(掲載文章)
══════

ただし、手付金が高すぎると、売買契約そのものが成立しない場合もあるので、目安としては、不動産の売買金額の5%~10%の間で設定しましょう。

また、手付解除期日とは、売買契約を手付解除できるリミットのことで、手付解除期日までの期間が長いと、買主が契約を解除する可能性は高くなります。

そのため、解除されるリスクを下げるためには、手付解除期日までの期間をできるだけ短く設定することがポイントです。

一般的には、売買契約日から1ヶ月前後の日を手付解除期日にします。

ちなみに、手付解除期日を過ぎてからでも買主は契約を解除することできますが、その場合、買主は『違約金』を支払うことが一般的です。

この違約金に関しても、トラブルを回避するために、売買契約書にどういった記載があるか契約締結前に確認しておきましょう。

買主が住宅ローン審査に落ちる

不動産売買では、多くの買主が住宅ローンを利用して金融機関から融資を受け、不動産を購入します。

ただ、必ずしも買主が住宅ローンの審査に通るとは限りません

買主が住宅ローンの審査に落ちると、融資を受けられず、不動産も購入できなくなります。

そのため、通常は住宅ローン利用を前提とする売買契約では、「住宅ローン特約」が設定されています。

住宅ローン特約では、審査に落ちて融資を受けられない場合、買主は売買契約を解除できます。

この特約が適用されると、違約金はおろか手付金も買主に返金されます。

これは、買主を保護するための特約であり、この住宅ローン特約に関しては、売主側は回避する術がありません。

══════

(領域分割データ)
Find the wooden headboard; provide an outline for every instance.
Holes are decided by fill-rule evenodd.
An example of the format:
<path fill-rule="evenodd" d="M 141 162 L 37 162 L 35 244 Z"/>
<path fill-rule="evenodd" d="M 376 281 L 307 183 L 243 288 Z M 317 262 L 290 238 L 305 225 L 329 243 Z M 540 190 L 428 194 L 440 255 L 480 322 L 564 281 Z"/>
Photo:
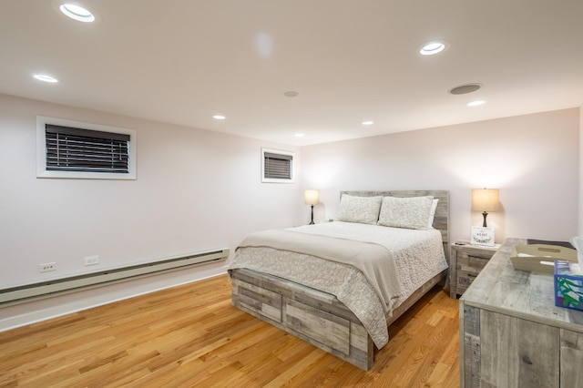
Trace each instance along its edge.
<path fill-rule="evenodd" d="M 434 228 L 441 231 L 445 259 L 449 263 L 449 191 L 448 190 L 391 190 L 391 191 L 341 191 L 340 196 L 348 194 L 357 197 L 423 197 L 433 196 L 438 199 Z"/>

══════

(依頼内容) 上にある、不動産売買の手付解除と住宅ローン特約についての文章を、一字も変えずに全文書き写してください。

(完全な回答)
ただし、手付金が高すぎると、売買契約そのものが成立しない場合もあるので、目安としては、不動産の売買金額の5%~10%の間で設定しましょう。

また、手付解除期日とは、売買契約を手付解除できるリミットのことで、手付解除期日までの期間が長いと、買主が契約を解除する可能性は高くなります。

そのため、解除されるリスクを下げるためには、手付解除期日までの期間をできるだけ短く設定することがポイントです。

一般的には、売買契約日から1ヶ月前後の日を手付解除期日にします。

ちなみに、手付解除期日を過ぎてからでも買主は契約を解除することできますが、その場合、買主は『違約金』を支払うことが一般的です。

この違約金に関しても、トラブルを回避するために、売買契約書にどういった記載があるか契約締結前に確認しておきましょう。

買主が住宅ローン審査に落ちる

不動産売買では、多くの買主が住宅ローンを利用して金融機関から融資を受け、不動産を購入します。

ただ、必ずしも買主が住宅ローンの審査に通るとは限りません

買主が住宅ローンの審査に落ちると、融資を受けられず、不動産も購入できなくなります。

そのため、通常は住宅ローン利用を前提とする売買契約では、「住宅ローン特約」が設定されています。

住宅ローン特約では、審査に落ちて融資を受けられない場合、買主は売買契約を解除できます。

この特約が適用されると、違約金はおろか手付金も買主に返金されます。

これは、買主を保護するための特約であり、この住宅ローン特約に関しては、売主側は回避する術がありません。